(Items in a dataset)
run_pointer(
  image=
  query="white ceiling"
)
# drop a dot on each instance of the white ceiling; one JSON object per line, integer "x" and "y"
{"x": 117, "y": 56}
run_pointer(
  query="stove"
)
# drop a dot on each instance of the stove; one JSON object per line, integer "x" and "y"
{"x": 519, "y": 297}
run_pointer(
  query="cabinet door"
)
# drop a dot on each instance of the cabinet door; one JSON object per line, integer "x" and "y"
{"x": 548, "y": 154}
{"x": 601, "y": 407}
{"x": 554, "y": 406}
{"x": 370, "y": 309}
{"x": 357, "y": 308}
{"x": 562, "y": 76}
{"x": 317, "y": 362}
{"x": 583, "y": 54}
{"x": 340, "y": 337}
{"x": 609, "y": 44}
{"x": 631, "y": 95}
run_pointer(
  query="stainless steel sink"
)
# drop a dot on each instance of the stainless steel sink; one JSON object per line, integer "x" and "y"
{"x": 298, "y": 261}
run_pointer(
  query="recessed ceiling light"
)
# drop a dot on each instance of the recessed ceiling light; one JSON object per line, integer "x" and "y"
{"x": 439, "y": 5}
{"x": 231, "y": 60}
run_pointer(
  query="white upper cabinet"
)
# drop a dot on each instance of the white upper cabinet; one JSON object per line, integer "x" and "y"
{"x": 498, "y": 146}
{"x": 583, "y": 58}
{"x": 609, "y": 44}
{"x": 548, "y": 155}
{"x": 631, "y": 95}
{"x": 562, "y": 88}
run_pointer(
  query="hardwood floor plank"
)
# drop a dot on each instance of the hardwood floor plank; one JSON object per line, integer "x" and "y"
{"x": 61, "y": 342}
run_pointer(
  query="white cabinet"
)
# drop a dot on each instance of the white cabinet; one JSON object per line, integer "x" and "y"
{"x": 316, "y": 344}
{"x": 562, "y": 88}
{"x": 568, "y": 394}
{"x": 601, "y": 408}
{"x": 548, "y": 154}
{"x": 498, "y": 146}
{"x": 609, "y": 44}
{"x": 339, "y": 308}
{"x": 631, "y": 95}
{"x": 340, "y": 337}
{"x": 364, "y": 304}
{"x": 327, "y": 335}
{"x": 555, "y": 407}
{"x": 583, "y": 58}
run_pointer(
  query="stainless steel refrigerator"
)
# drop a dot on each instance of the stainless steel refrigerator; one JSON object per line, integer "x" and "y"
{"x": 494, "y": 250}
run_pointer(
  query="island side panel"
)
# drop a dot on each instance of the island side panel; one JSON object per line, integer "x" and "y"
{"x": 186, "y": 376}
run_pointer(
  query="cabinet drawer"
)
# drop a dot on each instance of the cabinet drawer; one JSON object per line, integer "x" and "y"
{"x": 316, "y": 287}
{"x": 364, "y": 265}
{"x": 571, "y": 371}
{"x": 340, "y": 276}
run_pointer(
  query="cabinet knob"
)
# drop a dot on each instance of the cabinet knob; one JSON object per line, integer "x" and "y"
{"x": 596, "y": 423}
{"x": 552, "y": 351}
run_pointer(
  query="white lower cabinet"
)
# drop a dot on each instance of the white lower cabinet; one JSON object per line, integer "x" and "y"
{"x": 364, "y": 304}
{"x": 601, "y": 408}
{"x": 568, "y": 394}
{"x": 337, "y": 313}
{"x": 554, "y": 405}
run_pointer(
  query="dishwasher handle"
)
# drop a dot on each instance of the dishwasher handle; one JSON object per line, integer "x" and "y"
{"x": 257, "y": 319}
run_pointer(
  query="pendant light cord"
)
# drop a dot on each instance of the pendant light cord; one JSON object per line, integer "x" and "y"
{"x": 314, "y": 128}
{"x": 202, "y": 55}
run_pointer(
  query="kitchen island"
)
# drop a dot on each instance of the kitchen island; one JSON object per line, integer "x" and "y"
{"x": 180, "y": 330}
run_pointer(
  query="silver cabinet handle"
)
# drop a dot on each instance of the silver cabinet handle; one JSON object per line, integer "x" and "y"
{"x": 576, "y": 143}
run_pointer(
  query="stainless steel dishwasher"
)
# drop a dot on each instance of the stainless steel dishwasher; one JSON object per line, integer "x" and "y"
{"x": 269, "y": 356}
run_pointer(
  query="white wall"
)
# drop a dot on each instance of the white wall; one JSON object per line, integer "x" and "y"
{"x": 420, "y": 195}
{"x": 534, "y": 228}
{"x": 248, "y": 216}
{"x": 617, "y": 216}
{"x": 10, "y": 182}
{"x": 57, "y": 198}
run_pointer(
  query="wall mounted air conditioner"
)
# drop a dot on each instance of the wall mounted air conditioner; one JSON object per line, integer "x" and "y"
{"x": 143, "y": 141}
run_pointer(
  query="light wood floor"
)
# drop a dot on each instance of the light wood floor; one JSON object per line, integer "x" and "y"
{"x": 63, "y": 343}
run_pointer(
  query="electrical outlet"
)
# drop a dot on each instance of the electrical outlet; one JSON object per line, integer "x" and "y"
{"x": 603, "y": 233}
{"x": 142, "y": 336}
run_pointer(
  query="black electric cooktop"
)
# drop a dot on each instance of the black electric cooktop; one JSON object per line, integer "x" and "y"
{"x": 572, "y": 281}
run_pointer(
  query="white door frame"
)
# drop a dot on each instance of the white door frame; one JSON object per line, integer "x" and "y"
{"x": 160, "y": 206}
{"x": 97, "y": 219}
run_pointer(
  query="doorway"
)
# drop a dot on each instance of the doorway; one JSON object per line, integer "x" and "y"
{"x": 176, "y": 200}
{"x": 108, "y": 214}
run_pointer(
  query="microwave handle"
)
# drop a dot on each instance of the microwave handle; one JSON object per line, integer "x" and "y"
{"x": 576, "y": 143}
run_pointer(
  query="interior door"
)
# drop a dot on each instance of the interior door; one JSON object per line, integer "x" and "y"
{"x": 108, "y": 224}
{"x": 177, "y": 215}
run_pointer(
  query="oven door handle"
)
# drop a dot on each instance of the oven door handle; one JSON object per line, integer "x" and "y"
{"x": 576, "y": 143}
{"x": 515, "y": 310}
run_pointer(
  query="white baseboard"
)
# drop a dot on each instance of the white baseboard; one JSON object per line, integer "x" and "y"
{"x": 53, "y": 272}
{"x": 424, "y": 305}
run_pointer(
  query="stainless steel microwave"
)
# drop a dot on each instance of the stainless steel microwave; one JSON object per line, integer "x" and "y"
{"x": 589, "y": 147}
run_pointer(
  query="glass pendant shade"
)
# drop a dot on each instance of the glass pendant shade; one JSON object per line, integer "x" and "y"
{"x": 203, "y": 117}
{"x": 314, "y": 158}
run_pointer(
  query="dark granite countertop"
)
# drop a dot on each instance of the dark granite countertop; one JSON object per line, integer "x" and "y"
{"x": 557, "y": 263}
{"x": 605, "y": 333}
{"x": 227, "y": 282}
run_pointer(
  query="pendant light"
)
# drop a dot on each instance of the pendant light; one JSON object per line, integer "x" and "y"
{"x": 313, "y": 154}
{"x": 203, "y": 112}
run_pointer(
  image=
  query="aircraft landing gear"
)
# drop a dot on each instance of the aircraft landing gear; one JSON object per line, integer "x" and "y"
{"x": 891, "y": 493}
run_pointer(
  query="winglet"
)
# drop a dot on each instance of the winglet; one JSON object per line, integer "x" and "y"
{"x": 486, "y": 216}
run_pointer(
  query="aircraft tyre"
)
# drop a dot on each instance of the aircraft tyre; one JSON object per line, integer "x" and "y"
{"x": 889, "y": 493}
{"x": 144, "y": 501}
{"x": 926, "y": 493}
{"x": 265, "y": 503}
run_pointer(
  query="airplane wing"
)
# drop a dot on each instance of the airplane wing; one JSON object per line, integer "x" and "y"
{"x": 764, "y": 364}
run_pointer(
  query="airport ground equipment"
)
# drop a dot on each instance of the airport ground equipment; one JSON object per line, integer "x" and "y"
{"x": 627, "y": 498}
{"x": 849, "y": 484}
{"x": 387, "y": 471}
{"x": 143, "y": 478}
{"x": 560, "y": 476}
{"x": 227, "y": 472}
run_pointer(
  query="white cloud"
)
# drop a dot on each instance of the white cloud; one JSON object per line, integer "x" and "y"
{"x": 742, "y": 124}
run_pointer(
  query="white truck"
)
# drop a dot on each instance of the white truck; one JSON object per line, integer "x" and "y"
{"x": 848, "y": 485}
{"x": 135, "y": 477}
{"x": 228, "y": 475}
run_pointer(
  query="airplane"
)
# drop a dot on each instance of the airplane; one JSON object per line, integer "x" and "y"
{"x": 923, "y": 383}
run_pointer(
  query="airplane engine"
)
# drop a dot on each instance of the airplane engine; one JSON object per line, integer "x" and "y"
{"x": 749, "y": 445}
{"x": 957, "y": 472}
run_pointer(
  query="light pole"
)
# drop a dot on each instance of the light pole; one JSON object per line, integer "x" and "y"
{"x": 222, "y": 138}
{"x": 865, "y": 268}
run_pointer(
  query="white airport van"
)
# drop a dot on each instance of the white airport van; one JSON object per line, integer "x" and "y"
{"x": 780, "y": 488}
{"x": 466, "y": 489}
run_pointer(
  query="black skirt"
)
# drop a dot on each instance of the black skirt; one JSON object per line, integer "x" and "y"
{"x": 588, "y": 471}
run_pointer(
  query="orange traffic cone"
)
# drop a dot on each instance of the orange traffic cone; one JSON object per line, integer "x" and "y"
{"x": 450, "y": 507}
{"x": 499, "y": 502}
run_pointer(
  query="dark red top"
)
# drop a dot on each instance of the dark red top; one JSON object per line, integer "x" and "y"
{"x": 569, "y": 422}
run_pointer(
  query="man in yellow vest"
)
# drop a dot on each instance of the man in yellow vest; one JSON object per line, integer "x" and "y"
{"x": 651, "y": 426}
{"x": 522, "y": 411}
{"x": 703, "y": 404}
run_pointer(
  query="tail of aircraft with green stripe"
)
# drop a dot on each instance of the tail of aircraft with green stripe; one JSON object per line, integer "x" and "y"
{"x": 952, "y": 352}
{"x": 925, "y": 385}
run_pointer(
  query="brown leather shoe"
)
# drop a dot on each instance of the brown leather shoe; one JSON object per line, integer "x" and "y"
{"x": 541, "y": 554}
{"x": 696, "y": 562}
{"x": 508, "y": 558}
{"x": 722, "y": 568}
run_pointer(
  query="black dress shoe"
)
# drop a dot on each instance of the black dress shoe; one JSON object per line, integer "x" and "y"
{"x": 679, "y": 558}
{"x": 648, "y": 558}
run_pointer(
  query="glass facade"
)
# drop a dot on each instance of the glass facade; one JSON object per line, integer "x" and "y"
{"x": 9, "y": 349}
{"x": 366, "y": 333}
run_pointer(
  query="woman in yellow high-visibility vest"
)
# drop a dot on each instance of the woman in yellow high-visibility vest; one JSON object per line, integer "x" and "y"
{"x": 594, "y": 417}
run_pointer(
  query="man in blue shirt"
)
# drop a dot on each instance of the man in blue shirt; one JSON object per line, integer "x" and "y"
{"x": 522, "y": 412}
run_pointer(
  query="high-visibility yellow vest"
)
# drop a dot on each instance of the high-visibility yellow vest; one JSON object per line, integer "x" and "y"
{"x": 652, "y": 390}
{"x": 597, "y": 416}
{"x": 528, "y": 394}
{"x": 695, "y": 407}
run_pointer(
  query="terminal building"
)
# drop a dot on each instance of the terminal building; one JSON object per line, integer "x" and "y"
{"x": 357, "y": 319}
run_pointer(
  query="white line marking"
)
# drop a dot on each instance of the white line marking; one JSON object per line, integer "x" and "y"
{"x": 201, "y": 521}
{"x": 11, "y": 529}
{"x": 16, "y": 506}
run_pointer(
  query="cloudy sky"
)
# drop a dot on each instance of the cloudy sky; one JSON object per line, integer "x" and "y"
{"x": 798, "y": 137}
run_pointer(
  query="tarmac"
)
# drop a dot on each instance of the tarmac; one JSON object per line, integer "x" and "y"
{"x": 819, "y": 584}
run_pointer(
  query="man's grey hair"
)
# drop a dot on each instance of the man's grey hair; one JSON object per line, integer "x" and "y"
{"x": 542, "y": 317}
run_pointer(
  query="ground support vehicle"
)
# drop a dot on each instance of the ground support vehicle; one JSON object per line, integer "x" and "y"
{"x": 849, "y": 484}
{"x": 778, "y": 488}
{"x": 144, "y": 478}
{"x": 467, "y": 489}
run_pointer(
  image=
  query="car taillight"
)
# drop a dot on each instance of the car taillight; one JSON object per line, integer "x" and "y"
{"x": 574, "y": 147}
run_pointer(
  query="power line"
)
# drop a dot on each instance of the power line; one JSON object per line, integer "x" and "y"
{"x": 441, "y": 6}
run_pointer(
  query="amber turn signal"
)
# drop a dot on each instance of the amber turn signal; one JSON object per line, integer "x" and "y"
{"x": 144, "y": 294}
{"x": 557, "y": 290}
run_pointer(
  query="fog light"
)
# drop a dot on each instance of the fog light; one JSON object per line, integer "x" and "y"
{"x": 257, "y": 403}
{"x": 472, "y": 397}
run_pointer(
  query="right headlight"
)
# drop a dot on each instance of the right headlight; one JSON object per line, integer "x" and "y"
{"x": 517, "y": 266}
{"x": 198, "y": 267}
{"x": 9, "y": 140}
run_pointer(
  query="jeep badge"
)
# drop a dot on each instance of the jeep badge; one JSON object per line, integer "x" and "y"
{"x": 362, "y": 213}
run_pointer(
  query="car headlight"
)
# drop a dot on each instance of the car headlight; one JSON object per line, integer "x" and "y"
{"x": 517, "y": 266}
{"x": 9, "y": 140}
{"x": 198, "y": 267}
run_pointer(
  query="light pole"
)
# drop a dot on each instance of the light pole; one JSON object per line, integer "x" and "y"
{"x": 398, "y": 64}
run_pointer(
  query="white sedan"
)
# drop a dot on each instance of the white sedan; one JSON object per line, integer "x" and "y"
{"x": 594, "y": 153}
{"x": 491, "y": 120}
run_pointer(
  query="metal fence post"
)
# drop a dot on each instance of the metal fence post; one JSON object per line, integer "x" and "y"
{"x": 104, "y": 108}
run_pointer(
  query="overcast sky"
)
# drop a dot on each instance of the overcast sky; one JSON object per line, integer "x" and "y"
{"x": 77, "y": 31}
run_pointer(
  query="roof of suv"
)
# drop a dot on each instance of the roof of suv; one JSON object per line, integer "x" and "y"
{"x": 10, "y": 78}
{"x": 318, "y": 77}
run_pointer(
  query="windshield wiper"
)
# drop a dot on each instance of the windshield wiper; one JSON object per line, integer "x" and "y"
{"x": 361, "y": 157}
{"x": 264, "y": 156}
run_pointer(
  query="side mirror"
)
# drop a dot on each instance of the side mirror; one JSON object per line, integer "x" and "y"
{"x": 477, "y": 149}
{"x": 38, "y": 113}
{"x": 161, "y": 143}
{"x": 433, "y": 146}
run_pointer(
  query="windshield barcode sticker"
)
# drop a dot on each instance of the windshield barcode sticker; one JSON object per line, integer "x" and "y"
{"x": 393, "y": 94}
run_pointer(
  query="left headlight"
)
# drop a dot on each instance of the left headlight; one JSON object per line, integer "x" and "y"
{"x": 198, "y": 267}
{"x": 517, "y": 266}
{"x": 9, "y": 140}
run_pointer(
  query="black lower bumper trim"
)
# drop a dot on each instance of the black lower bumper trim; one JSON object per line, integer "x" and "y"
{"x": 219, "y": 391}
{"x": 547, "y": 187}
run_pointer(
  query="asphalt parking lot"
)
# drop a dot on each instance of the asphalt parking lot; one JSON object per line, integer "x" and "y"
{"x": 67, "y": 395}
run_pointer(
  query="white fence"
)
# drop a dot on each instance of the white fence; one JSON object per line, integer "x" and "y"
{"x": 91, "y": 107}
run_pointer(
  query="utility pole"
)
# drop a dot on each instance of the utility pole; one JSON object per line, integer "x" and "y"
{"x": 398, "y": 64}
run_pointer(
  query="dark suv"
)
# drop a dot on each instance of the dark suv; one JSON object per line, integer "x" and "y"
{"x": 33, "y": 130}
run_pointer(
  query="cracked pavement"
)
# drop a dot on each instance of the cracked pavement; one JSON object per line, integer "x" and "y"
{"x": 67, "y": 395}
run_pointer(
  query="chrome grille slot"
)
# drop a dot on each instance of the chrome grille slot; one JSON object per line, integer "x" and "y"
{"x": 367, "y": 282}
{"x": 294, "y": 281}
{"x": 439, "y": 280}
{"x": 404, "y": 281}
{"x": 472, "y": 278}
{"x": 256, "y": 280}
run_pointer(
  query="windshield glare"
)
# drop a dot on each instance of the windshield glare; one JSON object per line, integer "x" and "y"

• [Brief]:
Which lines in the rows above contain the word "wall"? Locate each one and copy it out.

• [Result for this task]:
  query="white wall"
# drop a dot on each instance of the white wall; one JSON object per line, integer "x" and "y"
  query="wall mounted air conditioner"
# drop a dot on each instance of the wall mounted air conditioner; one JSON object per line, integer "x" and "y"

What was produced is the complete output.